* _Task statement_: Everything from the line holding "the white ceramic" through the last line below must be repeated exactly, and nothing else.

* start Record extracts *

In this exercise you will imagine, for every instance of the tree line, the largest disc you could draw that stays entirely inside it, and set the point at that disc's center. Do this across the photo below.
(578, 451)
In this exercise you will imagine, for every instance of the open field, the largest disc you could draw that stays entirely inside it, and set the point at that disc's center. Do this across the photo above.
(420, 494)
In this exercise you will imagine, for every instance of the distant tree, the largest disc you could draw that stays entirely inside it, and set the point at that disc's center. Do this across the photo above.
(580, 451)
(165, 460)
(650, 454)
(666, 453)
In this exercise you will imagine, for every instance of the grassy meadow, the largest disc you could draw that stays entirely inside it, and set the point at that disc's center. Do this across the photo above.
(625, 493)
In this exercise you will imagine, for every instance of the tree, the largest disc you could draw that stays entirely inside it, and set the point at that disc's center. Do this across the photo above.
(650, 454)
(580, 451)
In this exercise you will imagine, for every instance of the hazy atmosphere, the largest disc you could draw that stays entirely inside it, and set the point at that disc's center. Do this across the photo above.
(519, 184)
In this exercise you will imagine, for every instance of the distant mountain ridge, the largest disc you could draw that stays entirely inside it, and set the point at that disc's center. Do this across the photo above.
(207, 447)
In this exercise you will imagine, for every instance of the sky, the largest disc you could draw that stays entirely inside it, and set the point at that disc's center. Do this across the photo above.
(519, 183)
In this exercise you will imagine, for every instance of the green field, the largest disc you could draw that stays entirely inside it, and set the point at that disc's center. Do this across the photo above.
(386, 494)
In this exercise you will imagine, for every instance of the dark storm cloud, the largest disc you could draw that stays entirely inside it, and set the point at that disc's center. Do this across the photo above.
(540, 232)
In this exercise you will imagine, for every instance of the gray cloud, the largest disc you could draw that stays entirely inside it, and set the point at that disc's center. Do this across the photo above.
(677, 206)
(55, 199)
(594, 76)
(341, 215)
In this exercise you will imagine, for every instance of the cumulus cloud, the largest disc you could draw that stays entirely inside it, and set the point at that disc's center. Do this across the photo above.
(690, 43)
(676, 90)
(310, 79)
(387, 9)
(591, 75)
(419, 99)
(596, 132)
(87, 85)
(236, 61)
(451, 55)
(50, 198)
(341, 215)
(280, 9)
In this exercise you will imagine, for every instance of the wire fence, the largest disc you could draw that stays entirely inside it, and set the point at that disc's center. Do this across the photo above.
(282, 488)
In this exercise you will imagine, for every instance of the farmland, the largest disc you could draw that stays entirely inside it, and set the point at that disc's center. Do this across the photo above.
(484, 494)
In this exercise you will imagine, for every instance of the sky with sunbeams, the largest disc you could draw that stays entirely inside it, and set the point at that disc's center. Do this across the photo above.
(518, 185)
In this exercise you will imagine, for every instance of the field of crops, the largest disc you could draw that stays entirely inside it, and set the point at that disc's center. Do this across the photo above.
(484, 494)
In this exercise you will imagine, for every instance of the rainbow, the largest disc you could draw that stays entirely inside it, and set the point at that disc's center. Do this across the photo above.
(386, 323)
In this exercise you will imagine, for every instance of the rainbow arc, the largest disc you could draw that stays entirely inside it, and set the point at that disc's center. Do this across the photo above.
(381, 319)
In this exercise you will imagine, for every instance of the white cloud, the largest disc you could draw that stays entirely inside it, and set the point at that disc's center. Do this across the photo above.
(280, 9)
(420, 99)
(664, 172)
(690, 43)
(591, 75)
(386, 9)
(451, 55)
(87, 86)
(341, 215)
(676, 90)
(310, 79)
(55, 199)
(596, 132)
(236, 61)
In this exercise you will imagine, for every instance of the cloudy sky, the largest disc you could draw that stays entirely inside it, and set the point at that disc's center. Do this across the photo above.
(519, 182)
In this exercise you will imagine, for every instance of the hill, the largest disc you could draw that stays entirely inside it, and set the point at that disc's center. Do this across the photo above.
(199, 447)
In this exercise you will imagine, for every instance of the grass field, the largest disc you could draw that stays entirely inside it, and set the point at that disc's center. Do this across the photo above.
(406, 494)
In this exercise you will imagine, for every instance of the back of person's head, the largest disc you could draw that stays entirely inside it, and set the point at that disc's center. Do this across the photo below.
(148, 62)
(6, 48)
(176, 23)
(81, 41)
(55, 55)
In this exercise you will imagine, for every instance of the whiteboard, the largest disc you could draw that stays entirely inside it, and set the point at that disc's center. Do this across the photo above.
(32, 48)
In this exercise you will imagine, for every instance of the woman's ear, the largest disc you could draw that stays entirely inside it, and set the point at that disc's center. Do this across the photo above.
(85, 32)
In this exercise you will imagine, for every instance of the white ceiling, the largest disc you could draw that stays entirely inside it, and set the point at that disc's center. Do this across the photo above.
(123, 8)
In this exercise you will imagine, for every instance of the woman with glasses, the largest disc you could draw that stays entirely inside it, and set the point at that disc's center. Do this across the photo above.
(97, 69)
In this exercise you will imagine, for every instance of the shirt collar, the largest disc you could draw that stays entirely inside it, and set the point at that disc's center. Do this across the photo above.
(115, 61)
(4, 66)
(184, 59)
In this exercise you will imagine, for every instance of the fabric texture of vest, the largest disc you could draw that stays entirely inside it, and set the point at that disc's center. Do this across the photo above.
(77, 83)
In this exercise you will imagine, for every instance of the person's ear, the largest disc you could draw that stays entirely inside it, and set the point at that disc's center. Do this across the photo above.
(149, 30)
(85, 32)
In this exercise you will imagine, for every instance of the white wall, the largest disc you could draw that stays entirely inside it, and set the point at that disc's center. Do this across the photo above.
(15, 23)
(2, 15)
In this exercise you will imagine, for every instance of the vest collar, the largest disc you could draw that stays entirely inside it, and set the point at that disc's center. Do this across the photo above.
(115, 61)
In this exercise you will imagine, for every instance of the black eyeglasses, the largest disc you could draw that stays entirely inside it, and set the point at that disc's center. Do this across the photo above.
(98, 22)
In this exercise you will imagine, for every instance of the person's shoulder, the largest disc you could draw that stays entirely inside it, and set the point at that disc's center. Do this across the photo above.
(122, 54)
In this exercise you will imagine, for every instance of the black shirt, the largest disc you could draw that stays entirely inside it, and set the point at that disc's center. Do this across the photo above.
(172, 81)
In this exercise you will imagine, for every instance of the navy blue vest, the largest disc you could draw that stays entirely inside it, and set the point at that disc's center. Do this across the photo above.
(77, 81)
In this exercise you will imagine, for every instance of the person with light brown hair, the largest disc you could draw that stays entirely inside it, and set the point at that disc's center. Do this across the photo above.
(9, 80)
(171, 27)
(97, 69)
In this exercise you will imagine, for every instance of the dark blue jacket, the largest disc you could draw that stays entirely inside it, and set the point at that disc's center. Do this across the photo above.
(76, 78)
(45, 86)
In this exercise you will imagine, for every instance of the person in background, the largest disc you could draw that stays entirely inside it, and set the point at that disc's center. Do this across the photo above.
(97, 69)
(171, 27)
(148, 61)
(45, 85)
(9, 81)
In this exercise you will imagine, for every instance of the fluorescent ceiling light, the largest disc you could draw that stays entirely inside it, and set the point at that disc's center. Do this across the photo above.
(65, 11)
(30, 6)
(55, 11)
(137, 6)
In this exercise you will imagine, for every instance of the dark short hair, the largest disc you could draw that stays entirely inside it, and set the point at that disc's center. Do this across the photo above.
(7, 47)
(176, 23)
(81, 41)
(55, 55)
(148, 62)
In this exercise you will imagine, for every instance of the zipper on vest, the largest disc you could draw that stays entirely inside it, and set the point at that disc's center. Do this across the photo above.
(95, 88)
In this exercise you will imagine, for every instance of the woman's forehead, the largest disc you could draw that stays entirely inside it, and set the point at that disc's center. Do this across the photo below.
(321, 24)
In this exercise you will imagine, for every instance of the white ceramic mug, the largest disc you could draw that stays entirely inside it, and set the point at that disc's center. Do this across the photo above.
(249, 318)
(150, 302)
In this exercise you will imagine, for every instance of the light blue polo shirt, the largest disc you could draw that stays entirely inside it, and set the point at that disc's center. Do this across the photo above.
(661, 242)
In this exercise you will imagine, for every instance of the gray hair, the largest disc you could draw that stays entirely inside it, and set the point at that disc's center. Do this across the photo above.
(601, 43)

* end Record extracts *

* _Written response_:
In this exercise you will imagine, for every instance of the white ceramic mug, the largest disc you could draw that stays entirely inside it, and set the point at that disc's center. Do this across the photo above.
(249, 318)
(150, 302)
In this exercise you will imagine, for every instance of the light blue polo shirt, the largest disc you could draw that stays entirely inside it, and set the point at that disc's center. Do this across the photo above.
(661, 242)
In this exercise you will imagine, for every instance of the gray hair, the largest disc you could draw that stays entirely inside it, and set the point at that disc's center. Do this across the photo above.
(601, 43)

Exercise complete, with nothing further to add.